Image-grounded pointing data
====

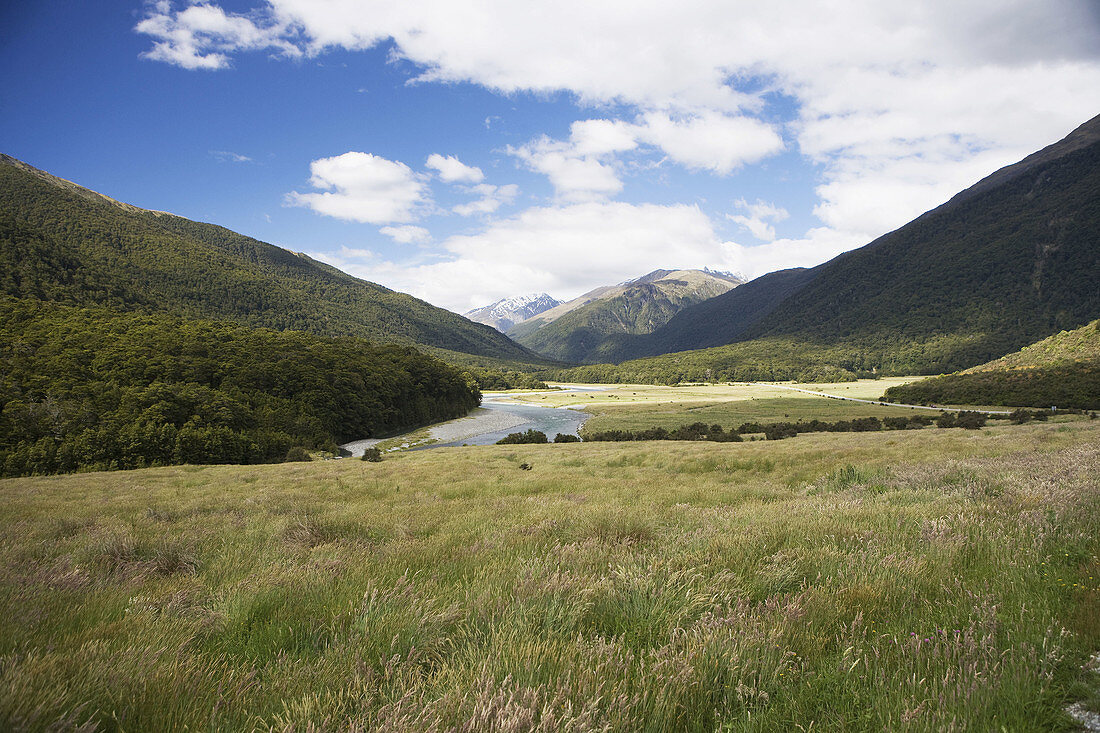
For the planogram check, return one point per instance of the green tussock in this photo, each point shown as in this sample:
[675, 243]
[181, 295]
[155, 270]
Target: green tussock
[911, 580]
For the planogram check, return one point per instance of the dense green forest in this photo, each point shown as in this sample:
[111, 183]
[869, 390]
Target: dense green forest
[1063, 370]
[90, 387]
[1070, 385]
[1004, 263]
[62, 242]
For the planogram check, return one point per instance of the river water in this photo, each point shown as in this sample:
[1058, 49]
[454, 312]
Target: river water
[550, 420]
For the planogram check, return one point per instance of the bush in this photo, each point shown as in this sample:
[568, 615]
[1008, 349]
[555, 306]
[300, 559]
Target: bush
[529, 436]
[297, 453]
[970, 420]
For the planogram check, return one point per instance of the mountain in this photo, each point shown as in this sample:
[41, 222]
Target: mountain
[1004, 263]
[1063, 370]
[508, 312]
[90, 387]
[715, 321]
[65, 243]
[575, 330]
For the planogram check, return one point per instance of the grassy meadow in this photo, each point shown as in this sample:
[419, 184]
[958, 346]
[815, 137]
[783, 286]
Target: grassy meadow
[640, 406]
[924, 580]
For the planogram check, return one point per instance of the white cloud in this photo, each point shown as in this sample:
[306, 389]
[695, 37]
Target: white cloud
[759, 219]
[570, 249]
[229, 156]
[710, 141]
[201, 35]
[899, 105]
[407, 234]
[363, 187]
[575, 176]
[451, 170]
[492, 198]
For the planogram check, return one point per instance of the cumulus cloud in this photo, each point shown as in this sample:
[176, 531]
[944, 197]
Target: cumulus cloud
[585, 166]
[451, 170]
[898, 105]
[201, 35]
[407, 234]
[759, 218]
[710, 141]
[575, 176]
[363, 187]
[229, 156]
[569, 249]
[491, 199]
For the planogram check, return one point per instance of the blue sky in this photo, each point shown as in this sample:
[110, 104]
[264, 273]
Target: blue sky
[468, 151]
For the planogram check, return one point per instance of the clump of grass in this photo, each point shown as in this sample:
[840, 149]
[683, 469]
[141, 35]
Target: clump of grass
[924, 580]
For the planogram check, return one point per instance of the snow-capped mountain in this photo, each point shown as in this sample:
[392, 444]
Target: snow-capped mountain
[505, 314]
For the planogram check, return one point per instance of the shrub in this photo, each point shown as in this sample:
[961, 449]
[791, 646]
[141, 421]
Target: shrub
[970, 420]
[529, 436]
[297, 453]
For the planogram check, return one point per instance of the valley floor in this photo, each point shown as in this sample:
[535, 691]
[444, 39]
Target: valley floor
[934, 579]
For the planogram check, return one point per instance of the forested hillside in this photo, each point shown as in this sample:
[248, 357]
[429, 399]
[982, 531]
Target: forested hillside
[1063, 370]
[62, 242]
[90, 387]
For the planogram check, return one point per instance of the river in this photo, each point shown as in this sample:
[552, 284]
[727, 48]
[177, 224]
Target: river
[498, 416]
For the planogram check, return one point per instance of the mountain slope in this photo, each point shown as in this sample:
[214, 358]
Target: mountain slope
[94, 387]
[1063, 370]
[715, 321]
[62, 242]
[1004, 263]
[506, 313]
[575, 330]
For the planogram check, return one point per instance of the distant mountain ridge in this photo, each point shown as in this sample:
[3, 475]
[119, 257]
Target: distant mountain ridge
[506, 313]
[1009, 261]
[575, 330]
[66, 243]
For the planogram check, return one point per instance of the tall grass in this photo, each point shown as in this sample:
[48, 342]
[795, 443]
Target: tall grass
[933, 580]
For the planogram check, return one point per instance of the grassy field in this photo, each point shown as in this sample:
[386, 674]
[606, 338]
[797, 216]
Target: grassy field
[640, 406]
[926, 580]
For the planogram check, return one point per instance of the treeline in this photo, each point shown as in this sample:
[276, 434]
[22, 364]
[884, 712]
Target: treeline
[64, 243]
[94, 389]
[767, 360]
[503, 379]
[1065, 385]
[773, 430]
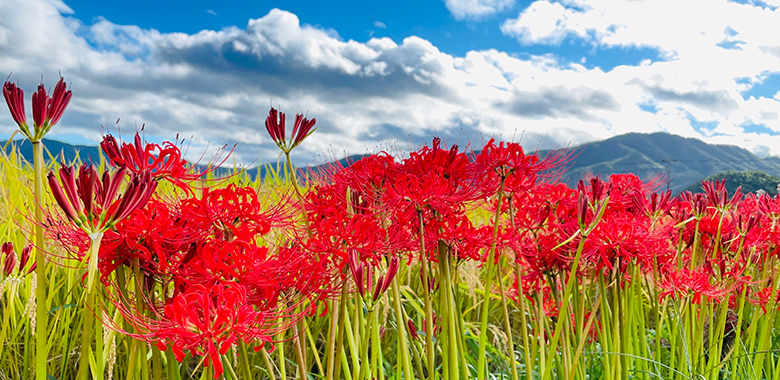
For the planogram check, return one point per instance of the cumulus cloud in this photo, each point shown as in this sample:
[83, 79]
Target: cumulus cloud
[476, 9]
[217, 85]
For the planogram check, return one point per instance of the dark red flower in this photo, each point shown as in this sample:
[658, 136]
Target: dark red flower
[14, 98]
[274, 124]
[158, 161]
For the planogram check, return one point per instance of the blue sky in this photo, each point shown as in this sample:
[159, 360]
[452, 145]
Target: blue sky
[379, 74]
[359, 21]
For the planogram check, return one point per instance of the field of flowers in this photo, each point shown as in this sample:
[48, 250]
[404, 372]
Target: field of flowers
[443, 264]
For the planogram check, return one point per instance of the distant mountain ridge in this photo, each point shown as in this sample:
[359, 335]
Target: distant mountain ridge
[688, 160]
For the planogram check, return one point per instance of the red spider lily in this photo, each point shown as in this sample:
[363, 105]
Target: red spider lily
[14, 98]
[520, 171]
[10, 263]
[660, 204]
[683, 282]
[620, 239]
[47, 110]
[364, 277]
[274, 124]
[233, 211]
[718, 195]
[158, 161]
[10, 258]
[205, 322]
[91, 203]
[152, 235]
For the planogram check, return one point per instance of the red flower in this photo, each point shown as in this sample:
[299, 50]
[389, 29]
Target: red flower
[47, 111]
[91, 203]
[14, 98]
[274, 124]
[158, 161]
[10, 259]
[684, 282]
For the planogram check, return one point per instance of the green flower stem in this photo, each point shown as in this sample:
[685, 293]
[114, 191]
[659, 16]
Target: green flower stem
[450, 309]
[524, 324]
[173, 367]
[427, 300]
[41, 309]
[353, 349]
[316, 354]
[341, 328]
[333, 325]
[403, 344]
[481, 363]
[89, 319]
[299, 349]
[282, 360]
[365, 342]
[564, 307]
[508, 328]
[268, 364]
[376, 349]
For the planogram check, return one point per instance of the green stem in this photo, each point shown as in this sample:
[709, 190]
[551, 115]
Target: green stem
[333, 325]
[564, 309]
[41, 310]
[268, 364]
[403, 348]
[280, 349]
[89, 319]
[508, 328]
[481, 364]
[341, 329]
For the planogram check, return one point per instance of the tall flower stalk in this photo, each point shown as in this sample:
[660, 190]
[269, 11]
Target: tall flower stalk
[47, 111]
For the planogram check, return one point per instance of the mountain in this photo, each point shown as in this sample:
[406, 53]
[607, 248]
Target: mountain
[688, 160]
[649, 156]
[751, 181]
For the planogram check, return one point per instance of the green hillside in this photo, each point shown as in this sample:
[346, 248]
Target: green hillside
[751, 181]
[647, 155]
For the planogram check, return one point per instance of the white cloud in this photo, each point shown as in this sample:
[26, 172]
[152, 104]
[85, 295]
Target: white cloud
[217, 85]
[476, 9]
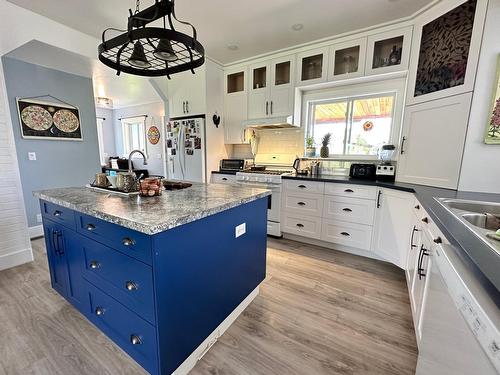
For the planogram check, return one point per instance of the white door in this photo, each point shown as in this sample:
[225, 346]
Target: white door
[258, 91]
[282, 86]
[433, 140]
[393, 217]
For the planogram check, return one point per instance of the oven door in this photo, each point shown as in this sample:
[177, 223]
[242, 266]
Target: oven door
[273, 201]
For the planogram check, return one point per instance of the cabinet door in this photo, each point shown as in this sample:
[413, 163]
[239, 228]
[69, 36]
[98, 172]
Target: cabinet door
[446, 43]
[393, 217]
[347, 60]
[312, 66]
[389, 51]
[58, 265]
[282, 86]
[258, 91]
[433, 140]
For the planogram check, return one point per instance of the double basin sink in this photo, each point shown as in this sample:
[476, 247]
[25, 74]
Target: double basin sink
[483, 218]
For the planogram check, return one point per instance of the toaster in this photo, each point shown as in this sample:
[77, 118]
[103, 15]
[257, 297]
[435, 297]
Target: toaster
[364, 171]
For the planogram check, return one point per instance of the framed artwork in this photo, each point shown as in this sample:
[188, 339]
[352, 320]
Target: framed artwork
[50, 121]
[493, 126]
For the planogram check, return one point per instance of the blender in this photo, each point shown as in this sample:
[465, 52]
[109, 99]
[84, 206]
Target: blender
[386, 171]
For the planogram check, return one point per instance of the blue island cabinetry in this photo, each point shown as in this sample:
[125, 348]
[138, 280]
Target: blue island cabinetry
[160, 297]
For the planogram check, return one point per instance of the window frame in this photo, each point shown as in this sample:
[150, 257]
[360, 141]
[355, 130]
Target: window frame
[342, 93]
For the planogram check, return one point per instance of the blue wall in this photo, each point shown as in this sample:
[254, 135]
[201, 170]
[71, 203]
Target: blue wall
[59, 163]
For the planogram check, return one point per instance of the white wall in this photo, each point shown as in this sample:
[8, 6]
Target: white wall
[155, 112]
[480, 168]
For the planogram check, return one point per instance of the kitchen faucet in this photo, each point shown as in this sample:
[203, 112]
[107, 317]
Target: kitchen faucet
[130, 170]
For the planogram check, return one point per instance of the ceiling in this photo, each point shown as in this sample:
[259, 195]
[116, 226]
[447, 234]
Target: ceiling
[126, 90]
[255, 27]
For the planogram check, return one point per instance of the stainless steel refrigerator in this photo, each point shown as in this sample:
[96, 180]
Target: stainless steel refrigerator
[186, 149]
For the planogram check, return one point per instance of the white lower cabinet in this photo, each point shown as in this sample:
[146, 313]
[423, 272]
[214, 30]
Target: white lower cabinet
[347, 234]
[302, 225]
[393, 217]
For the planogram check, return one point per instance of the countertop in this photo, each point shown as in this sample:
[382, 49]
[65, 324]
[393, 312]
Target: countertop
[472, 250]
[152, 215]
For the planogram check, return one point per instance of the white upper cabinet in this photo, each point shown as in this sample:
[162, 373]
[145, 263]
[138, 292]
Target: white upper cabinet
[347, 60]
[393, 217]
[235, 105]
[445, 50]
[312, 66]
[388, 51]
[433, 141]
[186, 94]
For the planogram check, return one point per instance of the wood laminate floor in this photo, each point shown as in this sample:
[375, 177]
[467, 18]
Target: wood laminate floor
[319, 312]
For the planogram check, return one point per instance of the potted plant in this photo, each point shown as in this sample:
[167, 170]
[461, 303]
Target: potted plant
[324, 151]
[310, 148]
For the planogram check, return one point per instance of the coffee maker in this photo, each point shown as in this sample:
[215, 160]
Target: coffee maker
[386, 171]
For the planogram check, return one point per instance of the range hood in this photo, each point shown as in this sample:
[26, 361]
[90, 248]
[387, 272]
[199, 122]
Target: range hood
[271, 123]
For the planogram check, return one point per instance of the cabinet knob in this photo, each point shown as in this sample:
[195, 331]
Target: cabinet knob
[135, 340]
[131, 286]
[128, 242]
[99, 311]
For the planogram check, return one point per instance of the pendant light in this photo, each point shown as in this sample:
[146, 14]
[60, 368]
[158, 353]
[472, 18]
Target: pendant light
[138, 57]
[152, 51]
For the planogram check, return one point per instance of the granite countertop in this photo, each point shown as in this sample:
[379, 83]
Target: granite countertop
[484, 262]
[152, 215]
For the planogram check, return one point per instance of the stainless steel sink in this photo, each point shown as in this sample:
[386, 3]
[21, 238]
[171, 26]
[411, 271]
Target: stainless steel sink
[482, 218]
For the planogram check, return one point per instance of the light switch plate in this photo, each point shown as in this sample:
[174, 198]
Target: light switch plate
[240, 230]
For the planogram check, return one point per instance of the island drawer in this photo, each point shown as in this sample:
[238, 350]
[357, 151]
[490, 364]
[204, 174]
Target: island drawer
[131, 333]
[128, 241]
[123, 277]
[59, 214]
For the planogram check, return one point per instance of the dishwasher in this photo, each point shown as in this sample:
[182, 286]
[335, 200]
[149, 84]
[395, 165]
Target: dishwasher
[460, 321]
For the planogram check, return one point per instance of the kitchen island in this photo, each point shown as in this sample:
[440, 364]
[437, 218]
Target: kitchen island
[163, 277]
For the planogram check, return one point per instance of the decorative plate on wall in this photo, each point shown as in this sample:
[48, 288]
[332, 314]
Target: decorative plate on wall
[153, 135]
[48, 120]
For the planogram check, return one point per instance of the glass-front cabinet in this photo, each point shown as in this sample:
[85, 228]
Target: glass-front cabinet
[347, 60]
[388, 51]
[271, 90]
[312, 66]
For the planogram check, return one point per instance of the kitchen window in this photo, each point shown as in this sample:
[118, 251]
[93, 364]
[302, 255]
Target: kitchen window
[361, 118]
[134, 134]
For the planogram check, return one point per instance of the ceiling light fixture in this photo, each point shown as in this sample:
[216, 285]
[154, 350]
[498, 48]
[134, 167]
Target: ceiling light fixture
[152, 51]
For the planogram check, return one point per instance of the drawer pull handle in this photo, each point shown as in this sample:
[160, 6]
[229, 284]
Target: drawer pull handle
[99, 311]
[128, 242]
[131, 286]
[135, 340]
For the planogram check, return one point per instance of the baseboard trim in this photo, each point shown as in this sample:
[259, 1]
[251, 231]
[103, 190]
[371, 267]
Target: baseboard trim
[36, 231]
[205, 346]
[16, 259]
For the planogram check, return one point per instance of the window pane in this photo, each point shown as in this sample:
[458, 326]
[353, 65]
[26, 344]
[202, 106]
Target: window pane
[371, 125]
[330, 118]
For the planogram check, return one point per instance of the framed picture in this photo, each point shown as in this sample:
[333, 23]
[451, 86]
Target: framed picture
[493, 126]
[51, 121]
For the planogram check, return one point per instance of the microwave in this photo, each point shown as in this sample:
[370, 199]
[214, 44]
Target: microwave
[231, 165]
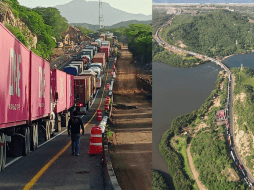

====

Please transcribe exactly the lines from the start of the records through the line containing "the grassy meadow", leaving the pictures out.

For the planogram check, return one point per instance of the green tussock in this photo, each point shown as in this sample:
[675, 243]
[181, 295]
[155, 270]
Target: green tussock
[911, 580]
For the planogram check, return one point per instance of the dense green forest in this photo, each point shown as in this sample:
[111, 183]
[869, 390]
Target: dense green forest
[1063, 370]
[90, 387]
[1070, 385]
[1004, 263]
[62, 242]
For the planogram check, return one point per instance of the river water in this photo, each point shown as in this sample:
[1058, 49]
[454, 312]
Target: river water
[550, 420]
For the planogram check, return one point per instance of the bush in this photo, each point shown as in this sample:
[568, 615]
[1008, 349]
[555, 306]
[300, 559]
Target: bush
[529, 436]
[297, 453]
[970, 420]
For the planogram check, return one point per instance of the mountain in this photo, each point shown as in this sample:
[41, 222]
Target: mountain
[1004, 263]
[1063, 370]
[508, 312]
[90, 387]
[715, 321]
[65, 243]
[575, 330]
For the planogram check, return one point per instance of the grassy meadow in this photo, each point shown as in this sample:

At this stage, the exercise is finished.